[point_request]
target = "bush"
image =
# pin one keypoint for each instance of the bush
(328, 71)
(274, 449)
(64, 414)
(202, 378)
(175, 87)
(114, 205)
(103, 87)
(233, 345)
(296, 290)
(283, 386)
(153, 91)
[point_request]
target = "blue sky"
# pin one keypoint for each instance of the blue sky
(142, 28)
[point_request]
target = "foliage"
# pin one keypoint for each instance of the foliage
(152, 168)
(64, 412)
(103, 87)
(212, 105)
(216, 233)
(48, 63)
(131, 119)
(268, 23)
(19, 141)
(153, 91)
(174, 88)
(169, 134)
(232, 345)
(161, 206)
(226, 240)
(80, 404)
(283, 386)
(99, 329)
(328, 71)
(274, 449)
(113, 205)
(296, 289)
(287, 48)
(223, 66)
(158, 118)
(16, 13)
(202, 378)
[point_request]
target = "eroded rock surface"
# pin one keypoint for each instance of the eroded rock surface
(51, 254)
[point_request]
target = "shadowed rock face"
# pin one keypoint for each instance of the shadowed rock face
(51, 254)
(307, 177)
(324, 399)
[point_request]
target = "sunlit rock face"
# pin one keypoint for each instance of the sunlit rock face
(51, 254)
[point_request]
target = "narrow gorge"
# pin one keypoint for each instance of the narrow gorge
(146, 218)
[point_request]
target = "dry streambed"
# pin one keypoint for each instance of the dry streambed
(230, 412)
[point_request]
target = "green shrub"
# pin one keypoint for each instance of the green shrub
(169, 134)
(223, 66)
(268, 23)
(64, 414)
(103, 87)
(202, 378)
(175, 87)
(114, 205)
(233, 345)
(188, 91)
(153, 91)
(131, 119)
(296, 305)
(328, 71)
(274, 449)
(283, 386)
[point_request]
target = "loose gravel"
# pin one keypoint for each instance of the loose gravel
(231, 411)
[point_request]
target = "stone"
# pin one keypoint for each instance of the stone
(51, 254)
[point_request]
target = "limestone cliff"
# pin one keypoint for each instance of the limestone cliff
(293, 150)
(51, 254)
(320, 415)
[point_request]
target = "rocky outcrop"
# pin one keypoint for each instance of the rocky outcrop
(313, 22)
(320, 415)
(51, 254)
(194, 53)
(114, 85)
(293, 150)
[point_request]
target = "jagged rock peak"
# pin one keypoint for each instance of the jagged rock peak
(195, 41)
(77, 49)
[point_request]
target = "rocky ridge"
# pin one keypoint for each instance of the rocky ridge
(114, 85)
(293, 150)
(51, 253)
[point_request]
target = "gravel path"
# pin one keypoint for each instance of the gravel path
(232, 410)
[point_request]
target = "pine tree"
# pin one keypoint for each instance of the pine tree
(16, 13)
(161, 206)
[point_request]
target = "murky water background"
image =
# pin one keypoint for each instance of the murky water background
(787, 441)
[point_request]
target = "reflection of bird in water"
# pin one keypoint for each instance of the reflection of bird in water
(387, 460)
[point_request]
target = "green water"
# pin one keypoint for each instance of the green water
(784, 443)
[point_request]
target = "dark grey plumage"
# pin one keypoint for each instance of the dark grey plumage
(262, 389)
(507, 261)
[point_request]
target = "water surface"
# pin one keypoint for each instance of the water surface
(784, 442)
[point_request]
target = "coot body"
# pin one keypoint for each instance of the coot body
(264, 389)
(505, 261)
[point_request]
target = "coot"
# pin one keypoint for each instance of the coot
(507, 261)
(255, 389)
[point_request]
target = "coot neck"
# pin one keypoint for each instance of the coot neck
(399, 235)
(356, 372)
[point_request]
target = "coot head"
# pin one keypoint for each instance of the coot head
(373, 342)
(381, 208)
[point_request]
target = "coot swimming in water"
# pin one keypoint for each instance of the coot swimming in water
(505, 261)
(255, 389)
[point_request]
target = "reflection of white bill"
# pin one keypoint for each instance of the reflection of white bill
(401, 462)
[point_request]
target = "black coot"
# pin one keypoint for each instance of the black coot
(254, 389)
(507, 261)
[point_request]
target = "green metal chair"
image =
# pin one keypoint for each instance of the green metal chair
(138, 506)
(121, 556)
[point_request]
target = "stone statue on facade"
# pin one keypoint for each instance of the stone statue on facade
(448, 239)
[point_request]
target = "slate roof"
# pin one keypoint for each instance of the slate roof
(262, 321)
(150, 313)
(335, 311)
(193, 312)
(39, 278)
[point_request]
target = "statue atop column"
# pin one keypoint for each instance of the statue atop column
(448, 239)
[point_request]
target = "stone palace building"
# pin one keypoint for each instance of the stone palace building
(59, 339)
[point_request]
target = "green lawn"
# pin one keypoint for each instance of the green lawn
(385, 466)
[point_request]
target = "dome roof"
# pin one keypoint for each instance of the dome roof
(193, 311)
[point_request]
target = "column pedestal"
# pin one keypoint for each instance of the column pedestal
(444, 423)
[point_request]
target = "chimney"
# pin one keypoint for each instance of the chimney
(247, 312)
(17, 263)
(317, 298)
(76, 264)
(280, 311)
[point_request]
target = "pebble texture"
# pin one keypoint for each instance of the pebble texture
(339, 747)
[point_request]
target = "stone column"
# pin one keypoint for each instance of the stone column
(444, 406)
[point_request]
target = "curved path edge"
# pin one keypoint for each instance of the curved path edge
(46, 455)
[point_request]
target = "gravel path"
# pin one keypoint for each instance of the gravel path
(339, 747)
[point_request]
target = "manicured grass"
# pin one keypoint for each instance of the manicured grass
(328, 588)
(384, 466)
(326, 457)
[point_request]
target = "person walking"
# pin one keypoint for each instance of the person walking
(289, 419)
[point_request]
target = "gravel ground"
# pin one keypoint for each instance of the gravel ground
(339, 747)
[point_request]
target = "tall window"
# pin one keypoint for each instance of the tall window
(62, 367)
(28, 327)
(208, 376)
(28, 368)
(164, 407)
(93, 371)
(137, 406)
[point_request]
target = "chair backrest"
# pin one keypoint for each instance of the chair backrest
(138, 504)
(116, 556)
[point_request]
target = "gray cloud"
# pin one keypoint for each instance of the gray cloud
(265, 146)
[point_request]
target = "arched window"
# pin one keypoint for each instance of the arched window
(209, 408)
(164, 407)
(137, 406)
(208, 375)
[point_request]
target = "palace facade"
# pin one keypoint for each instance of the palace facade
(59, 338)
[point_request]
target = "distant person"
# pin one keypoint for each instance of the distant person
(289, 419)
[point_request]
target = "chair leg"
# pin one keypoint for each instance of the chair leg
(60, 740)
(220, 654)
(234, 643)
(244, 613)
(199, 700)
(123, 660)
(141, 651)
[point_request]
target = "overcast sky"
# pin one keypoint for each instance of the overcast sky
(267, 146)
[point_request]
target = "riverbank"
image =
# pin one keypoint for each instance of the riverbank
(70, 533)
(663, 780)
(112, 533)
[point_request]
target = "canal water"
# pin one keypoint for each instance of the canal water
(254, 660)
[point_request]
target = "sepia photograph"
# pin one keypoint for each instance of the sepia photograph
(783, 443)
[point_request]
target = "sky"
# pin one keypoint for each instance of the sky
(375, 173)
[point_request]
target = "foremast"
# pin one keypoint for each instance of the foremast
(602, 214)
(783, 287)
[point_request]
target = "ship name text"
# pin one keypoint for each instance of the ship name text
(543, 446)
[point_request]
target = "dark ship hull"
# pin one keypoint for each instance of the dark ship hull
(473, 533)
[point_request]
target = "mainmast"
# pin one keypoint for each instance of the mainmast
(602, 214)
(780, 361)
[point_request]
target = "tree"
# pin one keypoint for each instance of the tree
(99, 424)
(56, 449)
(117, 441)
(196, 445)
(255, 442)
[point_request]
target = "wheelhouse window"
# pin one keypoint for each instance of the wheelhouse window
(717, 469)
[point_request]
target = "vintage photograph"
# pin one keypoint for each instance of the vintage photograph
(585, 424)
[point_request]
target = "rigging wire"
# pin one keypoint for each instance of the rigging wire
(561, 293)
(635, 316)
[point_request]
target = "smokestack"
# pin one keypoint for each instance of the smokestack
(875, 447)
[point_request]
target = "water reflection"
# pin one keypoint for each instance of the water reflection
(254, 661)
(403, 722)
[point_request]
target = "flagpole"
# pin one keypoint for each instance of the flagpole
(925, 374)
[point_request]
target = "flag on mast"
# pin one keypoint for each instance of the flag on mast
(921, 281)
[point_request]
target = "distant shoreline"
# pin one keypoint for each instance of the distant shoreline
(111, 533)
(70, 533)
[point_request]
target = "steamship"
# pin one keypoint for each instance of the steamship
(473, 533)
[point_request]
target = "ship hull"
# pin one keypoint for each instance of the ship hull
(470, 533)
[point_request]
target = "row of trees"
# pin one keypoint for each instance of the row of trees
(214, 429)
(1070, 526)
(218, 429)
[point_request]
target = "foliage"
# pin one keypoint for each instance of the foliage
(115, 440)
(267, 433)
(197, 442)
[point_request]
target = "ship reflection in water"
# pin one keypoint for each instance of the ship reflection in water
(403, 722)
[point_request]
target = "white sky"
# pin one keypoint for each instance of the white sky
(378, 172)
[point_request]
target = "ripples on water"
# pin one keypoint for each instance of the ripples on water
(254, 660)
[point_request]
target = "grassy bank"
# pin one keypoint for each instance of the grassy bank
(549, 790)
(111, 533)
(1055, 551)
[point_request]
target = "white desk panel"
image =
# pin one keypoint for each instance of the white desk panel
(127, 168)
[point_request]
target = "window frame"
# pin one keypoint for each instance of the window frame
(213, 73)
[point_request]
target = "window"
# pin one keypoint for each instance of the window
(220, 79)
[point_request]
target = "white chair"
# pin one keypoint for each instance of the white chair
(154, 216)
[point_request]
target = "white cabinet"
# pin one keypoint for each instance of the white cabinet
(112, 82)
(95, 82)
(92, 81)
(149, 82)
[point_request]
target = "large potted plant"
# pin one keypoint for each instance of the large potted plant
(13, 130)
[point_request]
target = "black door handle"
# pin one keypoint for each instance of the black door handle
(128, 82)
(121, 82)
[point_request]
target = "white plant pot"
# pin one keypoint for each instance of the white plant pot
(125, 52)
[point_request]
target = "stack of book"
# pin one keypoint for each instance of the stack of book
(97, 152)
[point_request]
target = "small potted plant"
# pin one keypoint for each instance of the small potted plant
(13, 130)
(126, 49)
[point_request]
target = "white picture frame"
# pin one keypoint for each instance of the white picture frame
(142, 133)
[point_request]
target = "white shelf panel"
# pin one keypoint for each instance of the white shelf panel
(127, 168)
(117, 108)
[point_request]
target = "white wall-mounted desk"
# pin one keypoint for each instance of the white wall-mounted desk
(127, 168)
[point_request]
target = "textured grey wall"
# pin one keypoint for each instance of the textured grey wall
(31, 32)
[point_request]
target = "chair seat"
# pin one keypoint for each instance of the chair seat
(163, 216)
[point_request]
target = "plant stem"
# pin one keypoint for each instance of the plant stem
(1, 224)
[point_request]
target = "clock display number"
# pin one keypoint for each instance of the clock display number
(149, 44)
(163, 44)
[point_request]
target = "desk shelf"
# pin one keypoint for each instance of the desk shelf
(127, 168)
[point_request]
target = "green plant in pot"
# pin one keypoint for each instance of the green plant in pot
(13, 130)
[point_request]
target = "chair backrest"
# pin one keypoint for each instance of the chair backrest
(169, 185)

GIVEN INSTRUCTION - From the material above, copy every line that contains the string "gray".

EXERCISE OUTPUT -
target = "gray cloud"
# pin one keypoint for each instance of the gray cloud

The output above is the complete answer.